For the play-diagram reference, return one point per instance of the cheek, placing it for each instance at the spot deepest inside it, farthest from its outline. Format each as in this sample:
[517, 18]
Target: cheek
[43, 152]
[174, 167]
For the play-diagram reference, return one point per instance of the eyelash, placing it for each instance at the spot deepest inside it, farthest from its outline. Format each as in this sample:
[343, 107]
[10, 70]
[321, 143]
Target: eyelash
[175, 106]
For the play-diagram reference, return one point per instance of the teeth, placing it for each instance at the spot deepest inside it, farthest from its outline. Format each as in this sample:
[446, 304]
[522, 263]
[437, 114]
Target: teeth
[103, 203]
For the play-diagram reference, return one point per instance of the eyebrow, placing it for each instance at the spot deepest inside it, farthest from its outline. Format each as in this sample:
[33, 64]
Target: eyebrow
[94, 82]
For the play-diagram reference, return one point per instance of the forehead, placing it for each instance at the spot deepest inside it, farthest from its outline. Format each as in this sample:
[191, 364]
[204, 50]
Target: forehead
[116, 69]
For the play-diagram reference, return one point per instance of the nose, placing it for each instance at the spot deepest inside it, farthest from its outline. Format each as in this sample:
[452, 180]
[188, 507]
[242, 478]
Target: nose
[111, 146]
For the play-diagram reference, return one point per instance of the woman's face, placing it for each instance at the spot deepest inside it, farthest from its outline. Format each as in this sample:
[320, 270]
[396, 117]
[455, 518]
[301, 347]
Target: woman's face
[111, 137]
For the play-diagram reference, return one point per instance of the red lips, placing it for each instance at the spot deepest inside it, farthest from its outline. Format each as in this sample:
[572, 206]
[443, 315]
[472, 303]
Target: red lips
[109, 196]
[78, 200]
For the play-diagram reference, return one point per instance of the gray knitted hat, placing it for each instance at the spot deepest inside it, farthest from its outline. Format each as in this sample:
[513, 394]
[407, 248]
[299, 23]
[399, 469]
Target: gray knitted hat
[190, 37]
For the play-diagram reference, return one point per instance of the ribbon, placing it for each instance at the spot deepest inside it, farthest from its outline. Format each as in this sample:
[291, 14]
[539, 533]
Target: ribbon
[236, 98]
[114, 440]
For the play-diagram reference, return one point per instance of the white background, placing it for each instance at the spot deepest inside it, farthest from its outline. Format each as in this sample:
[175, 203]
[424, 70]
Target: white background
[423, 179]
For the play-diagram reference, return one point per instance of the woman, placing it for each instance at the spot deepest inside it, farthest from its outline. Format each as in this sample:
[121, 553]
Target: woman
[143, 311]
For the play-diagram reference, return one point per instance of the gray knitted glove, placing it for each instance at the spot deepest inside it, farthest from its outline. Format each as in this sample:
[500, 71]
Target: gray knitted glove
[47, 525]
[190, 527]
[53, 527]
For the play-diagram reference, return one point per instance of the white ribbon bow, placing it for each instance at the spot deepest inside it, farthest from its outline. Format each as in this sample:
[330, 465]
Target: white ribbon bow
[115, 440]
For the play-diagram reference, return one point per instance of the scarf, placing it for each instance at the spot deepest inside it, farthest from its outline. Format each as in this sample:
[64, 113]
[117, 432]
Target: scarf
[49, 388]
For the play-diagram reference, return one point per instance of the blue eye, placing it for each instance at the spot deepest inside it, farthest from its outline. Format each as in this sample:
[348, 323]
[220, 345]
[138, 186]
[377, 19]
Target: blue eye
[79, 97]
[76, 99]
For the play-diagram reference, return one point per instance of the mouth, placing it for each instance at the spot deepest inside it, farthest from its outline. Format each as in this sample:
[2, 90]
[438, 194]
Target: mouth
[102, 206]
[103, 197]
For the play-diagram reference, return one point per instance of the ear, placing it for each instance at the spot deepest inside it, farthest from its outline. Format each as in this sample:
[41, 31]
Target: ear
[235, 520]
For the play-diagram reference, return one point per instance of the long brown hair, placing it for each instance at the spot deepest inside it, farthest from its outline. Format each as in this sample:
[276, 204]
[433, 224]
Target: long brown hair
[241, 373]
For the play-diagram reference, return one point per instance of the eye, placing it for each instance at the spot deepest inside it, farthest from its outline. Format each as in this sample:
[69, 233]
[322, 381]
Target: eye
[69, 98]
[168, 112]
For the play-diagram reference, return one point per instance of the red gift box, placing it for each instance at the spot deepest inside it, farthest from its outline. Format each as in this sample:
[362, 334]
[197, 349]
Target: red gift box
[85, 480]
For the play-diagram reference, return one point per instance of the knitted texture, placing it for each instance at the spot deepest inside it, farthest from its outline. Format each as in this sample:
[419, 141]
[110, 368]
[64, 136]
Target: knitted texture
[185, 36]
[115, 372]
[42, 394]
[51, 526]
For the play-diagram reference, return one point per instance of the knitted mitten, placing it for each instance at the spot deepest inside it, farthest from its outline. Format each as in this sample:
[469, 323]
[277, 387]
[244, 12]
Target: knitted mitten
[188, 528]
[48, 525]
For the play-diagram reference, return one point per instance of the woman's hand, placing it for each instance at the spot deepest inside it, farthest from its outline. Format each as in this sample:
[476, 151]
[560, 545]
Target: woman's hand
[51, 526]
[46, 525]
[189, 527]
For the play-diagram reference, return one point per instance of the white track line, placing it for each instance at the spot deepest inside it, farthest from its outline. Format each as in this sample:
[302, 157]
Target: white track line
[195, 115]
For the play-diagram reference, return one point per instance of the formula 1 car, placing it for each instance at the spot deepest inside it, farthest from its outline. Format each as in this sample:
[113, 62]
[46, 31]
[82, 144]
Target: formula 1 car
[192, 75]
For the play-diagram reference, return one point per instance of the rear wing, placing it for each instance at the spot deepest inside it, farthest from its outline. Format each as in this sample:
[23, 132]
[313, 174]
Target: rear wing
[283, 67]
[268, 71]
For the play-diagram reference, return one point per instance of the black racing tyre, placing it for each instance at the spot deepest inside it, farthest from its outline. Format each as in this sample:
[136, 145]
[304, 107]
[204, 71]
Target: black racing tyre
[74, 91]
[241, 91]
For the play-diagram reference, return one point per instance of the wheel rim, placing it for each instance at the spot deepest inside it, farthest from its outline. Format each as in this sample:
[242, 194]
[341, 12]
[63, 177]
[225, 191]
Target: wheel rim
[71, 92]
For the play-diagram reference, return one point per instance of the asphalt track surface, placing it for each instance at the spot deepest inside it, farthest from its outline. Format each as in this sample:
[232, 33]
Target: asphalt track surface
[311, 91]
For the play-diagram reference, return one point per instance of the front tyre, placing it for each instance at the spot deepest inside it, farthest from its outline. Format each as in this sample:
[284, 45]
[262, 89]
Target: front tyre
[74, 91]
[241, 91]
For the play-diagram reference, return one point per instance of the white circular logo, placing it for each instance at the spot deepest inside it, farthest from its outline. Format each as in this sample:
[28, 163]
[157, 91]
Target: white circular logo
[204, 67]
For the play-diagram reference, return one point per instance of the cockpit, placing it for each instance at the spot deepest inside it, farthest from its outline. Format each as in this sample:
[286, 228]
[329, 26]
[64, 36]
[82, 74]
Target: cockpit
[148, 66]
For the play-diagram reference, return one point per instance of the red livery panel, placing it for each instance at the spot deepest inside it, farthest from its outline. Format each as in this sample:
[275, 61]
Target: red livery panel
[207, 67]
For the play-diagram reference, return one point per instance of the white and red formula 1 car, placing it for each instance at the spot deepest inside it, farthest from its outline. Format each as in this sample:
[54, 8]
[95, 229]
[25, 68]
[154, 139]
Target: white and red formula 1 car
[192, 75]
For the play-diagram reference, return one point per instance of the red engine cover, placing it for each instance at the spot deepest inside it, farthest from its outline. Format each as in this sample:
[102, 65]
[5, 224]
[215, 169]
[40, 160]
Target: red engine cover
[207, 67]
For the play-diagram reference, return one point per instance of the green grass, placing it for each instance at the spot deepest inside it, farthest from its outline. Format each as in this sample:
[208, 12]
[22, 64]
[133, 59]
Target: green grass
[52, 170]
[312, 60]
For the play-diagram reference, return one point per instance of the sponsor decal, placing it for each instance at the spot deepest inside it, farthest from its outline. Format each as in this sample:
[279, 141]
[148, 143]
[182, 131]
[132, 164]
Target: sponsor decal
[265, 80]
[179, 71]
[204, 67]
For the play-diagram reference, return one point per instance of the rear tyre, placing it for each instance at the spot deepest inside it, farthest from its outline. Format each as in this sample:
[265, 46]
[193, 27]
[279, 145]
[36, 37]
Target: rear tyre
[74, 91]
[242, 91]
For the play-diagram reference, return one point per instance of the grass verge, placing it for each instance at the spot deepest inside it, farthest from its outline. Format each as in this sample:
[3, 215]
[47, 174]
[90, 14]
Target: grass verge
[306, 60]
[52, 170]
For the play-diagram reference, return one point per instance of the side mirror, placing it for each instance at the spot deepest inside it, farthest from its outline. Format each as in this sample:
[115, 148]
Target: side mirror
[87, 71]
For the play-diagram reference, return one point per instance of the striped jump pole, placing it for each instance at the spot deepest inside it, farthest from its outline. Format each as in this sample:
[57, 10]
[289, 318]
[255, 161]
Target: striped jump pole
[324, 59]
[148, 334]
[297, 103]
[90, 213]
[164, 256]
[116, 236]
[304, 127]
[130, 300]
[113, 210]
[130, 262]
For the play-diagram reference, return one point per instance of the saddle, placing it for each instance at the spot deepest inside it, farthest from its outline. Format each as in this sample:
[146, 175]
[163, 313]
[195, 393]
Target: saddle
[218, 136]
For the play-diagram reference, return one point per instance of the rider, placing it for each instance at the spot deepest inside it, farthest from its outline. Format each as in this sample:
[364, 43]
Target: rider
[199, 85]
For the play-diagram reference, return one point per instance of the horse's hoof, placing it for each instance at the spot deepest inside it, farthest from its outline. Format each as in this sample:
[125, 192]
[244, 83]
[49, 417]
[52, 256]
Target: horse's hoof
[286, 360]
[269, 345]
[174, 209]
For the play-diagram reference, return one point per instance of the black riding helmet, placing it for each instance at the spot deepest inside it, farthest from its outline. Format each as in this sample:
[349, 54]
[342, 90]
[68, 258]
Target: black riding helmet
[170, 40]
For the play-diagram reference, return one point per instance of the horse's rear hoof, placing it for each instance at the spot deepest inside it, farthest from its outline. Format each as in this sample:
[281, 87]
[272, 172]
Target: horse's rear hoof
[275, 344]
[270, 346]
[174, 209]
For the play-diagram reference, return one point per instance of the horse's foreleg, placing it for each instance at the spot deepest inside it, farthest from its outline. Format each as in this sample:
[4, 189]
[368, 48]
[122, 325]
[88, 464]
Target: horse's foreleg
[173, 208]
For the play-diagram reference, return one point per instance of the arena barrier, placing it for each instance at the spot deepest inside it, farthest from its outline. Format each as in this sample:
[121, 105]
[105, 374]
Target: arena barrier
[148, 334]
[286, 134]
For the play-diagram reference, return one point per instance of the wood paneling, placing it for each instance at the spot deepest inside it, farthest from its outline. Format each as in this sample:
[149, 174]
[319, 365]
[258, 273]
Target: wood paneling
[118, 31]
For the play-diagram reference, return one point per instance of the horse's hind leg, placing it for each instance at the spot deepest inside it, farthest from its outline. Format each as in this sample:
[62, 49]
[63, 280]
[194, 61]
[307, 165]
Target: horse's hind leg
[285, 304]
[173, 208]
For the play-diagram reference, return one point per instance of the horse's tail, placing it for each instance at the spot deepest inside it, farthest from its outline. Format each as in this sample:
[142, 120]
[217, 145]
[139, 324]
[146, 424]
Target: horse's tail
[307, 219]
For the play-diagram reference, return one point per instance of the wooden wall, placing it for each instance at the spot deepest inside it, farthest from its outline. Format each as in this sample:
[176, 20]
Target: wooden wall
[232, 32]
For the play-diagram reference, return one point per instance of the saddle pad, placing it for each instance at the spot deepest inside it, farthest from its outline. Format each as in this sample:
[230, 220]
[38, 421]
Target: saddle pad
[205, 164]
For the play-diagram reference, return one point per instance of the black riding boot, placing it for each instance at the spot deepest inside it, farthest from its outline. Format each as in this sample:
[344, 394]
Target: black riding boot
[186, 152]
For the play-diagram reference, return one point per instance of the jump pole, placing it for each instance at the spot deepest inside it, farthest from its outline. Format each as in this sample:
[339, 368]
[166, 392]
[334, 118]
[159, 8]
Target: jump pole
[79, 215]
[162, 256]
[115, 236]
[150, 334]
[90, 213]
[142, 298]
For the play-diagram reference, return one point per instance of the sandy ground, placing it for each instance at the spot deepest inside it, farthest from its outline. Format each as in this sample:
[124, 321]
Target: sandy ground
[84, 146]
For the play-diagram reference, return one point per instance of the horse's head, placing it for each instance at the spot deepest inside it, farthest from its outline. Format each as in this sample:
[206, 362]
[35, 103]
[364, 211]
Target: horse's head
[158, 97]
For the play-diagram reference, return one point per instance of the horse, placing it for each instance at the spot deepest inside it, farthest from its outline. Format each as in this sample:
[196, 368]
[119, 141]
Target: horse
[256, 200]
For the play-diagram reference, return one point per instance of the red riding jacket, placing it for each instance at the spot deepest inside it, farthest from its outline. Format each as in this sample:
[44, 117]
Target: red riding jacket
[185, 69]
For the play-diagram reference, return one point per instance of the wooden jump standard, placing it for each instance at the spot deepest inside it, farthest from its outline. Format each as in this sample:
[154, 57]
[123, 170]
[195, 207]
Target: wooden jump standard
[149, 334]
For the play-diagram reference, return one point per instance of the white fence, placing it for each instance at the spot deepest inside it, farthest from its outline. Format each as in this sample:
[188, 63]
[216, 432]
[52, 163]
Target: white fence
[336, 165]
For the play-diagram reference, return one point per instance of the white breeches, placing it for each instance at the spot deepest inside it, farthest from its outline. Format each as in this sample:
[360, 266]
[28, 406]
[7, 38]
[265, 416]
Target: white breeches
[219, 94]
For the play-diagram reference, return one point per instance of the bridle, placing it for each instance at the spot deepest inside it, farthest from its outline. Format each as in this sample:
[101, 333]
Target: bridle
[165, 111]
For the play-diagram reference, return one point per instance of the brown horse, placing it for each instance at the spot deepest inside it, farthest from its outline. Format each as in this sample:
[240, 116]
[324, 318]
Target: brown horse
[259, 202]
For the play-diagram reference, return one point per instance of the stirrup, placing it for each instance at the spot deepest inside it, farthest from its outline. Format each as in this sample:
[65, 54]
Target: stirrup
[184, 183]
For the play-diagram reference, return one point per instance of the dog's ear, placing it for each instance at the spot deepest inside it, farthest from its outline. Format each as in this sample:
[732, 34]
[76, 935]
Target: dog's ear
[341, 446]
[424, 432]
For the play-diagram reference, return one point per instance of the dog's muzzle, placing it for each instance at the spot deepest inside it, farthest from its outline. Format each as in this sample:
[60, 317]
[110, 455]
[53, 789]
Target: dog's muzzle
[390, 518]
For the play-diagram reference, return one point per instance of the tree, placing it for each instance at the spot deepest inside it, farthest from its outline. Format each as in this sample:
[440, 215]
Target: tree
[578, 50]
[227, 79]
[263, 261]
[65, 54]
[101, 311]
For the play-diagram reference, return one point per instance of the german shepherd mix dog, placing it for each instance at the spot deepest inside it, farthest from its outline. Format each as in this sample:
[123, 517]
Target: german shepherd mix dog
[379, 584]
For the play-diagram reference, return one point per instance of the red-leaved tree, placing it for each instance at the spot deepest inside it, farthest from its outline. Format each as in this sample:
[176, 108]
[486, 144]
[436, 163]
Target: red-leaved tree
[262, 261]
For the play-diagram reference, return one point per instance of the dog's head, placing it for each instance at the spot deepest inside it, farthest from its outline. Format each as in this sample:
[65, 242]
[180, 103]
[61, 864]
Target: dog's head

************

Copy the entries exactly, starting at the line containing "of the german" and continuing through the last line of the entries, both ends included.

# Task response:
For the play-diagram reference, return one point per instance of the german shepherd mix dog, placing it for each instance at the spot deepest inside it, farthest from its outline. Format each as in this sample:
[123, 517]
Target: german shepherd mix dog
[379, 584]
For the play-diagram reference, return one point per instance of the red-leaved tree, placing it for each instance at the spot deepest inside it, farthest from its outline. Format each as in this sample:
[176, 108]
[486, 144]
[436, 163]
Target: red-leaved tree
[262, 261]
For the play-diagram reference, return one point per instance of the dog's head, placing it for each instance at the spot deepest inside it, farthest from its outline. Format each as in this sample:
[65, 242]
[180, 103]
[61, 864]
Target: dog's head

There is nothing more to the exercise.